EXERCISE
Could you give the data again from the line with "job: blue security plaque" through the end of the data, replacing "even-odd" with "nonzero" and leaving everything else unchanged? Leave the pictures out.

RECORD SET
--- begin ---

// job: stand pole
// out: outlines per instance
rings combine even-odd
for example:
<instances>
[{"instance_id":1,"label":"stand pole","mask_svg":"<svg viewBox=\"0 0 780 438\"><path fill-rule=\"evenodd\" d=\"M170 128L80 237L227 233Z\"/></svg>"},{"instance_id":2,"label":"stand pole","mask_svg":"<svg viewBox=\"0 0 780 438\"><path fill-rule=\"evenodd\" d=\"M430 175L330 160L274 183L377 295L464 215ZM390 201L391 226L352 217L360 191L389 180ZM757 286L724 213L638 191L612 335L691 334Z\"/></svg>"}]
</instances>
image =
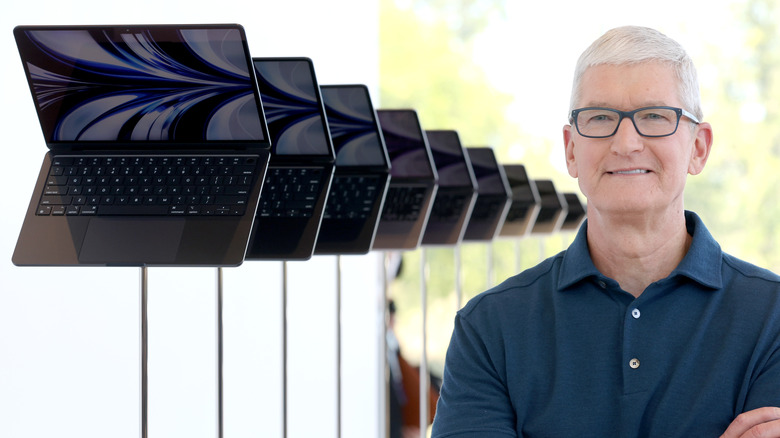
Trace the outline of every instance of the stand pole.
<instances>
[{"instance_id":1,"label":"stand pole","mask_svg":"<svg viewBox=\"0 0 780 438\"><path fill-rule=\"evenodd\" d=\"M287 261L282 262L282 437L287 438Z\"/></svg>"},{"instance_id":2,"label":"stand pole","mask_svg":"<svg viewBox=\"0 0 780 438\"><path fill-rule=\"evenodd\" d=\"M455 245L453 252L453 255L455 256L455 310L458 311L463 306L463 276L460 272L460 244Z\"/></svg>"},{"instance_id":3,"label":"stand pole","mask_svg":"<svg viewBox=\"0 0 780 438\"><path fill-rule=\"evenodd\" d=\"M336 437L341 437L341 255L336 255Z\"/></svg>"},{"instance_id":4,"label":"stand pole","mask_svg":"<svg viewBox=\"0 0 780 438\"><path fill-rule=\"evenodd\" d=\"M224 405L222 380L222 268L217 268L217 437L224 434Z\"/></svg>"},{"instance_id":5,"label":"stand pole","mask_svg":"<svg viewBox=\"0 0 780 438\"><path fill-rule=\"evenodd\" d=\"M493 241L487 243L487 288L490 289L495 283L493 274Z\"/></svg>"},{"instance_id":6,"label":"stand pole","mask_svg":"<svg viewBox=\"0 0 780 438\"><path fill-rule=\"evenodd\" d=\"M141 438L149 436L149 326L147 319L148 275L146 266L141 267Z\"/></svg>"},{"instance_id":7,"label":"stand pole","mask_svg":"<svg viewBox=\"0 0 780 438\"><path fill-rule=\"evenodd\" d=\"M427 347L427 250L422 248L420 254L420 298L422 311L422 353L420 356L420 438L425 438L428 432L428 347Z\"/></svg>"},{"instance_id":8,"label":"stand pole","mask_svg":"<svg viewBox=\"0 0 780 438\"><path fill-rule=\"evenodd\" d=\"M379 399L379 416L377 418L377 424L379 426L379 437L390 436L390 372L388 370L387 363L387 297L390 289L390 275L388 274L390 269L390 252L385 251L382 263L382 294L378 297L378 309L379 309L379 323L381 326L377 333L379 334L379 381L377 388L377 396Z\"/></svg>"}]
</instances>

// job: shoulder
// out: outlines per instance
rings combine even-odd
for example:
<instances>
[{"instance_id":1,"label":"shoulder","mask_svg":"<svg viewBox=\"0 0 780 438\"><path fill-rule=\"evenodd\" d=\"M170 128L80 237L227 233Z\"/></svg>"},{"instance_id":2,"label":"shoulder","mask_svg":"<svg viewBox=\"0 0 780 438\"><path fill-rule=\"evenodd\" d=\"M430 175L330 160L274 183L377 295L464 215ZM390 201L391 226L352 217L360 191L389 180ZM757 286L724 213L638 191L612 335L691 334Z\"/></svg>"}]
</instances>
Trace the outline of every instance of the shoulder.
<instances>
[{"instance_id":1,"label":"shoulder","mask_svg":"<svg viewBox=\"0 0 780 438\"><path fill-rule=\"evenodd\" d=\"M478 294L458 312L467 318L495 317L505 309L527 307L533 301L549 296L557 289L564 252Z\"/></svg>"},{"instance_id":2,"label":"shoulder","mask_svg":"<svg viewBox=\"0 0 780 438\"><path fill-rule=\"evenodd\" d=\"M780 275L725 252L723 269L724 276L728 275L736 280L750 282L756 286L762 285L780 292Z\"/></svg>"}]
</instances>

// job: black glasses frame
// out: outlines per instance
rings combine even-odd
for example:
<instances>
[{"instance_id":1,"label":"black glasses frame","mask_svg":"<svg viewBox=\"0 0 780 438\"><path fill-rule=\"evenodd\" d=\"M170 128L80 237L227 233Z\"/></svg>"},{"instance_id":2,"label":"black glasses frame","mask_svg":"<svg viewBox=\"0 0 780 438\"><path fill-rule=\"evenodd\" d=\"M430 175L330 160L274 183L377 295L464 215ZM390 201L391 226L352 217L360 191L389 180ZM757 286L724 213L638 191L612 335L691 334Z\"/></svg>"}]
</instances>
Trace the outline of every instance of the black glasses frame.
<instances>
[{"instance_id":1,"label":"black glasses frame","mask_svg":"<svg viewBox=\"0 0 780 438\"><path fill-rule=\"evenodd\" d=\"M646 134L643 134L642 131L639 130L639 127L636 126L636 120L634 120L634 115L636 113L640 112L640 111L646 111L646 110L652 110L652 109L668 109L668 110L674 111L675 114L677 114L677 123L675 123L675 125L674 125L674 131L670 132L669 134L664 134L664 135L646 135ZM609 135L586 135L586 134L583 134L582 132L580 132L580 127L579 127L579 125L577 123L577 116L582 111L587 111L587 110L612 111L613 113L618 114L620 116L620 118L618 119L618 122L615 125L615 130L612 131L612 133L609 134ZM637 109L635 109L633 111L620 111L620 110L616 110L614 108L605 108L605 107L600 107L600 106L589 106L589 107L578 108L576 110L573 110L571 112L571 115L569 116L569 124L574 125L574 127L577 129L577 132L581 136L583 136L583 137L587 137L587 138L607 138L607 137L612 137L613 135L615 135L617 130L620 128L620 124L623 122L623 119L628 118L628 119L631 120L631 123L634 124L634 129L636 129L636 132L639 135L641 135L642 137L657 138L657 137L668 137L670 135L674 135L674 133L677 132L677 128L680 127L680 118L682 116L685 116L685 117L689 118L691 120L691 122L693 122L696 125L698 125L700 123L699 120L696 118L696 116L694 116L690 112L688 112L688 111L686 111L686 110L684 110L682 108L677 108L677 107L673 107L673 106L646 106L644 108L637 108Z\"/></svg>"}]
</instances>

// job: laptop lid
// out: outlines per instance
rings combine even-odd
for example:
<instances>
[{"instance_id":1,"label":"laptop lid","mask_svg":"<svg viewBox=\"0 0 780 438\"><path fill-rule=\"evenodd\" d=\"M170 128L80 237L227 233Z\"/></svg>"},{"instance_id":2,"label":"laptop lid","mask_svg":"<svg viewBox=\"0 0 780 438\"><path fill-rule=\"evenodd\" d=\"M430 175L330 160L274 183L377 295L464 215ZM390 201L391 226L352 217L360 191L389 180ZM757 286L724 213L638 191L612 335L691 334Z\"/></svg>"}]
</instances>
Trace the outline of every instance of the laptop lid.
<instances>
[{"instance_id":1,"label":"laptop lid","mask_svg":"<svg viewBox=\"0 0 780 438\"><path fill-rule=\"evenodd\" d=\"M541 199L536 184L528 178L522 164L504 164L509 187L512 190L512 204L501 227L501 237L522 237L531 231L541 208Z\"/></svg>"},{"instance_id":2,"label":"laptop lid","mask_svg":"<svg viewBox=\"0 0 780 438\"><path fill-rule=\"evenodd\" d=\"M50 149L22 225L14 263L241 264L270 148L243 28L234 24L18 26L14 36ZM107 171L107 163L119 154L135 157L138 166L127 165L121 171L132 172L136 179L147 178L147 164L162 154L179 159L186 155L187 163L203 156L209 157L207 161L245 158L251 172L242 177L247 185L242 182L239 197L245 205L233 210L213 205L206 211L195 205L202 205L203 197L193 194L175 210L194 214L171 215L174 208L165 206L154 208L154 213L136 214L120 206L104 215L106 198L111 196L100 198L98 205L91 204L97 196L79 195L63 196L60 201L84 199L89 205L71 204L60 214L41 207L44 189L50 187L49 169L58 167L53 163L80 156L78 160L92 166L83 169L95 172L81 175L92 178ZM210 189L210 183L200 188ZM76 183L69 179L67 184L70 195ZM143 202L154 197L150 194Z\"/></svg>"},{"instance_id":3,"label":"laptop lid","mask_svg":"<svg viewBox=\"0 0 780 438\"><path fill-rule=\"evenodd\" d=\"M14 29L55 152L268 148L238 25Z\"/></svg>"},{"instance_id":4,"label":"laptop lid","mask_svg":"<svg viewBox=\"0 0 780 438\"><path fill-rule=\"evenodd\" d=\"M271 162L249 260L307 260L333 178L335 153L314 63L253 58L271 135Z\"/></svg>"},{"instance_id":5,"label":"laptop lid","mask_svg":"<svg viewBox=\"0 0 780 438\"><path fill-rule=\"evenodd\" d=\"M466 151L477 177L478 195L463 240L492 240L501 228L509 209L509 182L492 148L469 147Z\"/></svg>"},{"instance_id":6,"label":"laptop lid","mask_svg":"<svg viewBox=\"0 0 780 438\"><path fill-rule=\"evenodd\" d=\"M414 249L438 188L428 139L413 109L377 110L390 156L390 190L372 249Z\"/></svg>"},{"instance_id":7,"label":"laptop lid","mask_svg":"<svg viewBox=\"0 0 780 438\"><path fill-rule=\"evenodd\" d=\"M423 245L454 245L466 230L477 198L477 181L460 137L454 130L427 130L439 188L425 226Z\"/></svg>"},{"instance_id":8,"label":"laptop lid","mask_svg":"<svg viewBox=\"0 0 780 438\"><path fill-rule=\"evenodd\" d=\"M390 158L368 87L322 85L336 170L315 254L365 254L379 225Z\"/></svg>"},{"instance_id":9,"label":"laptop lid","mask_svg":"<svg viewBox=\"0 0 780 438\"><path fill-rule=\"evenodd\" d=\"M568 209L566 218L561 224L561 231L576 231L580 228L582 221L585 220L585 206L582 205L580 197L574 192L564 193L563 199L566 201Z\"/></svg>"},{"instance_id":10,"label":"laptop lid","mask_svg":"<svg viewBox=\"0 0 780 438\"><path fill-rule=\"evenodd\" d=\"M568 204L563 194L555 189L555 184L548 179L534 180L541 200L541 209L531 229L531 234L550 234L557 232L568 210Z\"/></svg>"}]
</instances>

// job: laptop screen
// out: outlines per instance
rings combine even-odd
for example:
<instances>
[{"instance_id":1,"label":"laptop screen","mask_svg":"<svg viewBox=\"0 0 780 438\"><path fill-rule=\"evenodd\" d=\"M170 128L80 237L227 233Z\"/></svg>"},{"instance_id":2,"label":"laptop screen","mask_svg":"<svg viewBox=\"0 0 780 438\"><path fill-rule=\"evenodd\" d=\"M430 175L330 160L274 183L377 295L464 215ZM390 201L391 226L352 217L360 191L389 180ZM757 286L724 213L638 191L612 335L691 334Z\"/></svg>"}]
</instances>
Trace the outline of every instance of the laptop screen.
<instances>
[{"instance_id":1,"label":"laptop screen","mask_svg":"<svg viewBox=\"0 0 780 438\"><path fill-rule=\"evenodd\" d=\"M271 152L331 156L332 145L314 65L308 58L254 58Z\"/></svg>"},{"instance_id":2,"label":"laptop screen","mask_svg":"<svg viewBox=\"0 0 780 438\"><path fill-rule=\"evenodd\" d=\"M390 175L394 178L434 178L417 113L414 110L377 110L377 117L390 155Z\"/></svg>"},{"instance_id":3,"label":"laptop screen","mask_svg":"<svg viewBox=\"0 0 780 438\"><path fill-rule=\"evenodd\" d=\"M368 89L363 85L320 87L336 166L387 166L384 140L379 133Z\"/></svg>"},{"instance_id":4,"label":"laptop screen","mask_svg":"<svg viewBox=\"0 0 780 438\"><path fill-rule=\"evenodd\" d=\"M463 146L456 131L425 131L440 187L473 187Z\"/></svg>"},{"instance_id":5,"label":"laptop screen","mask_svg":"<svg viewBox=\"0 0 780 438\"><path fill-rule=\"evenodd\" d=\"M493 150L487 147L468 148L471 167L477 177L480 194L505 194L506 187L498 170Z\"/></svg>"},{"instance_id":6,"label":"laptop screen","mask_svg":"<svg viewBox=\"0 0 780 438\"><path fill-rule=\"evenodd\" d=\"M515 201L535 202L533 187L528 179L525 166L522 164L510 164L504 166L506 179L512 189L512 199Z\"/></svg>"},{"instance_id":7,"label":"laptop screen","mask_svg":"<svg viewBox=\"0 0 780 438\"><path fill-rule=\"evenodd\" d=\"M240 26L19 27L48 142L266 141Z\"/></svg>"}]
</instances>

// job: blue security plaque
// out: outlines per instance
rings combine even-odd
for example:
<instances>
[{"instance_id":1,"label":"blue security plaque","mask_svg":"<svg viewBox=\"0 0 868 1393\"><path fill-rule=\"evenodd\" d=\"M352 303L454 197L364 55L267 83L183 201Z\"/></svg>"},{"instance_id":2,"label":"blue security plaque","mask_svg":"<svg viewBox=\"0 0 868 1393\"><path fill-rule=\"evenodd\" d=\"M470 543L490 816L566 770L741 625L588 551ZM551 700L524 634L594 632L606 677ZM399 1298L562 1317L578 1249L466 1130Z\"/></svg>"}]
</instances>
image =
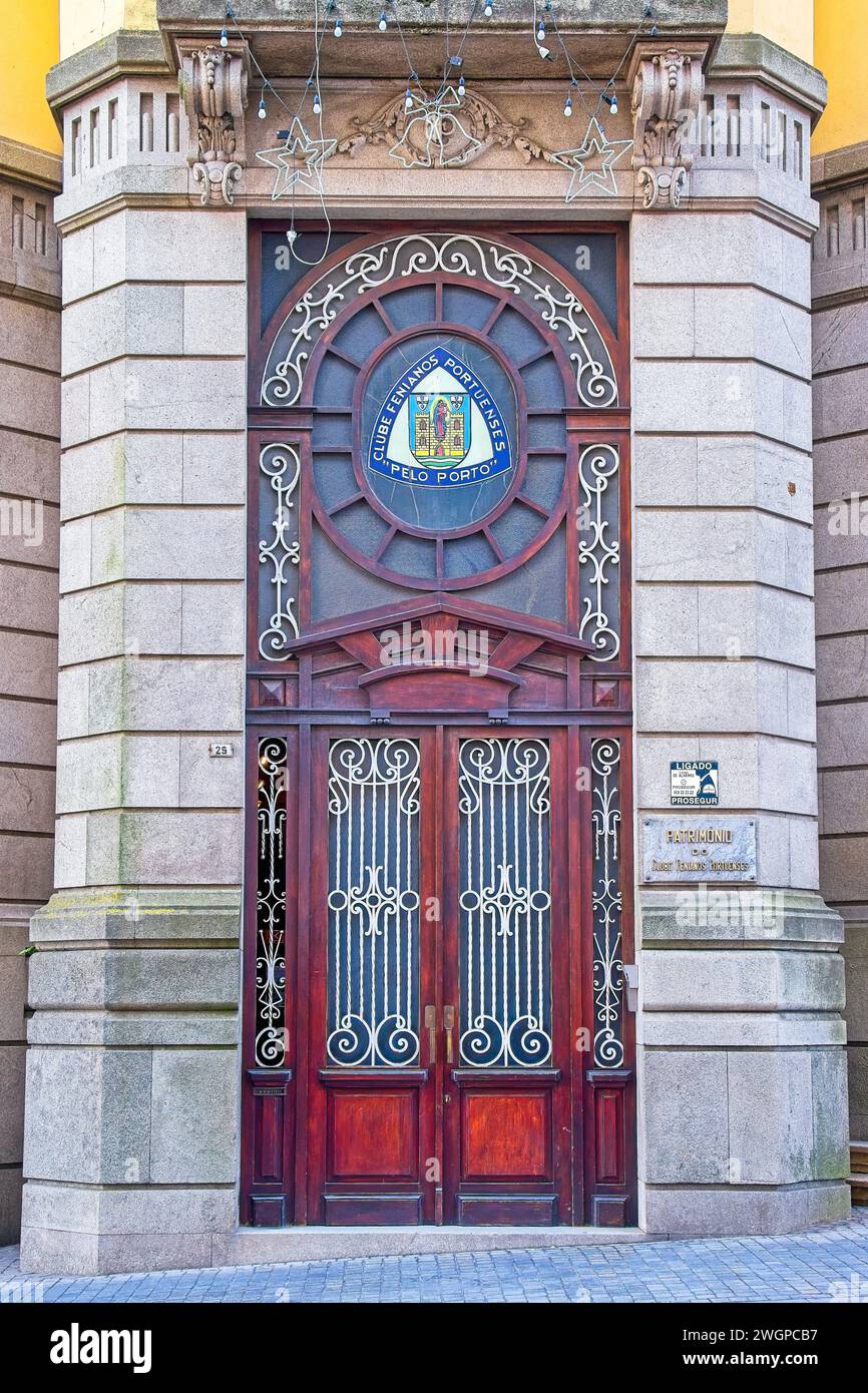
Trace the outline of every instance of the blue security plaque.
<instances>
[{"instance_id":1,"label":"blue security plaque","mask_svg":"<svg viewBox=\"0 0 868 1393\"><path fill-rule=\"evenodd\" d=\"M673 808L716 808L719 801L716 759L677 759L669 766Z\"/></svg>"}]
</instances>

--- end ---

ANSWER TO THIS EXERCISE
// job: blue security plaque
// out: outlines per instance
rings combine nonzero
for example:
<instances>
[{"instance_id":1,"label":"blue security plaque","mask_svg":"<svg viewBox=\"0 0 868 1393\"><path fill-rule=\"evenodd\" d=\"M352 303L454 197L364 55L267 83L183 201Z\"/></svg>"},{"instance_id":2,"label":"blue security plaque","mask_svg":"<svg viewBox=\"0 0 868 1393\"><path fill-rule=\"evenodd\" d=\"M470 543L490 816L566 770L741 625L588 551ZM551 700L524 634L594 632L606 677ZM399 1298L562 1317L578 1249L466 1130Z\"/></svg>"}]
</instances>
image =
Trace the outline of every instance of the blue security plaque.
<instances>
[{"instance_id":1,"label":"blue security plaque","mask_svg":"<svg viewBox=\"0 0 868 1393\"><path fill-rule=\"evenodd\" d=\"M673 808L716 808L719 801L716 759L677 759L669 766Z\"/></svg>"}]
</instances>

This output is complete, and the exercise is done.